### OBJETIVO DO EXERCÍCIO
Reescreva todos os itens abaixo, substituindo "place a dot" por "put a marker" e mantendo todo o restante inalterado.

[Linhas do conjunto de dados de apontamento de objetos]

★ ★ ★ ★

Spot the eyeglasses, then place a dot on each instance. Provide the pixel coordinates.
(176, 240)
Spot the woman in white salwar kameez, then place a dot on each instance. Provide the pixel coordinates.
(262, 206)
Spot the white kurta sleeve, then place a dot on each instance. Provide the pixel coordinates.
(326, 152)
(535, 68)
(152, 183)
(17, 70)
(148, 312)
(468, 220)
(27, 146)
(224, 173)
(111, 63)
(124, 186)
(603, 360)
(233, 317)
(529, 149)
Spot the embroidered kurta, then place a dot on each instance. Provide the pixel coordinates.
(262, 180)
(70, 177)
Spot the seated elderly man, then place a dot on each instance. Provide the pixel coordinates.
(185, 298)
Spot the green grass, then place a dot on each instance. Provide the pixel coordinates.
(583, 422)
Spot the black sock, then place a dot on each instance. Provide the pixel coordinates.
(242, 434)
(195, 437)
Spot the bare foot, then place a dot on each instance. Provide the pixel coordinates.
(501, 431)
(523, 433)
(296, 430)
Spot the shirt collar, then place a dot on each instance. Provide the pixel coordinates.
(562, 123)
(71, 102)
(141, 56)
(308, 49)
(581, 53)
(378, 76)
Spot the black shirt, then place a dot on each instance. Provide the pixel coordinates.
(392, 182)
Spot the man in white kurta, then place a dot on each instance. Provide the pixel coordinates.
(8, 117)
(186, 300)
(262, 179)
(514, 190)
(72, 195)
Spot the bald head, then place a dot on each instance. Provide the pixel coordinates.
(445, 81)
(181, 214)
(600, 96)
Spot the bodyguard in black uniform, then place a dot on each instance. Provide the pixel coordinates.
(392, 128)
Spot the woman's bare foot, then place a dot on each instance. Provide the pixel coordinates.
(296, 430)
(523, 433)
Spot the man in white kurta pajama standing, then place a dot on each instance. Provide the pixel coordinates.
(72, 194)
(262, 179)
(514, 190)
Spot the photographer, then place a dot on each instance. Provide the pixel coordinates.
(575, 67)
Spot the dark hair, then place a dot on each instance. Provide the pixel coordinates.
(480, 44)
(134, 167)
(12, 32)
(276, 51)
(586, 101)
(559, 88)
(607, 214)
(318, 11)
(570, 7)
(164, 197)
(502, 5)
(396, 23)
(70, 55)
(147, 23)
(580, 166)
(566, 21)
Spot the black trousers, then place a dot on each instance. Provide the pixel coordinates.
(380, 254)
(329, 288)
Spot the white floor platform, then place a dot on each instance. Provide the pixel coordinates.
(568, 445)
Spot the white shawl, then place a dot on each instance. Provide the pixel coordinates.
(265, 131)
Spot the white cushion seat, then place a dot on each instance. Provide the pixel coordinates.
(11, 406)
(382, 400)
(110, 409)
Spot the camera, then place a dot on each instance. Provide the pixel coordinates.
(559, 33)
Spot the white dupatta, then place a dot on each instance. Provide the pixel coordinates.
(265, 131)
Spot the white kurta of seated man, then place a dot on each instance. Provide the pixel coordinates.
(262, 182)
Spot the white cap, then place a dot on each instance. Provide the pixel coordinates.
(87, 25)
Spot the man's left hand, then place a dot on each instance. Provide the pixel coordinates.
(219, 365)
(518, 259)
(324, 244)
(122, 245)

★ ★ ★ ★

### SOLUÇÃO DO PROBLEMA
Spot the eyeglasses, then put a marker on each instance. Provide the pixel coordinates.
(176, 240)
Spot the woman in white salwar kameez, then put a marker on each instance. Provide the pixel coordinates.
(262, 206)
Spot the white kurta sleeve, then put a marker on each instance. Provide the pixel coordinates.
(326, 152)
(535, 68)
(152, 183)
(17, 70)
(148, 312)
(468, 220)
(27, 146)
(224, 173)
(111, 63)
(124, 186)
(603, 360)
(233, 317)
(529, 149)
Spot the embroidered kurta, then put a marker on each instance. Provide the pixel coordinates.
(262, 180)
(70, 177)
Spot the seated elderly man, then put a marker on each instance. Provide the pixel coordinates.
(185, 298)
Spot the green grass, then put a marker on each instance. Provide the pixel coordinates.
(583, 422)
Spot the black sock, then put a marker on each instance. Provide the pixel coordinates.
(242, 434)
(195, 437)
Spot the bare foot, then put a marker on each instance. Provide the pixel coordinates.
(501, 431)
(523, 433)
(296, 430)
Spot the shirt collar, then put a marker on each instance. Provide the pixel coordinates.
(562, 123)
(71, 102)
(141, 56)
(308, 49)
(581, 53)
(378, 76)
Spot the black shirt, then put a marker on each instance. Provide the pixel coordinates.
(392, 182)
Spot the man in white kurta, then put a marker on each instance. Provide the pixel coordinates.
(8, 117)
(186, 300)
(262, 179)
(514, 190)
(72, 195)
Spot the bald head, then put a marker on each instance. Provide the pixel coordinates.
(445, 81)
(181, 214)
(600, 96)
Spot the bodyguard in black uniform, then put a marker on each instance. Provide the pixel coordinates.
(392, 128)
Spot the woman's bare foot, then put a marker on each instance. Provide the pixel coordinates.
(296, 430)
(523, 433)
Spot the man in white kurta pajama standing, then put a marker on each instance. Provide the pixel coordinates.
(72, 194)
(262, 179)
(514, 190)
Spot the photographer, then put a marker on each instance. Provide the pixel coordinates.
(575, 67)
Spot the dark hair, then put a marker on each instance. Provide the pixel coordinates.
(480, 44)
(134, 167)
(12, 32)
(276, 51)
(586, 101)
(559, 88)
(607, 214)
(318, 11)
(570, 7)
(164, 197)
(502, 5)
(396, 23)
(70, 55)
(147, 23)
(580, 166)
(566, 21)
Spot the black trousers, then put a marker on each instance. Provide the pixel coordinates.
(380, 254)
(329, 288)
Spot the white floor platform, then put a marker on each instance. Provide the pixel coordinates.
(568, 445)
Spot the white shawl, then put a marker on each instance. Provide the pixel coordinates.
(265, 131)
Spot the white cushion seat, then put a marker on each instance. Provide the pixel coordinates.
(11, 406)
(382, 400)
(110, 409)
Spot the camera, then put a marker on each instance. Provide the pixel coordinates.
(559, 33)
Spot the white dupatta, then put a marker on each instance. Provide the pixel coordinates.
(265, 131)
Spot the white kurta of seated man, then put a marker on each instance. Provide the pixel coordinates.
(262, 182)
Spot the white cap, then put a marker on each instance. Provide the pixel coordinates.
(87, 25)
Spot the man's left hand, then put a marker on each instance. Provide the pixel coordinates.
(219, 365)
(518, 259)
(324, 244)
(122, 245)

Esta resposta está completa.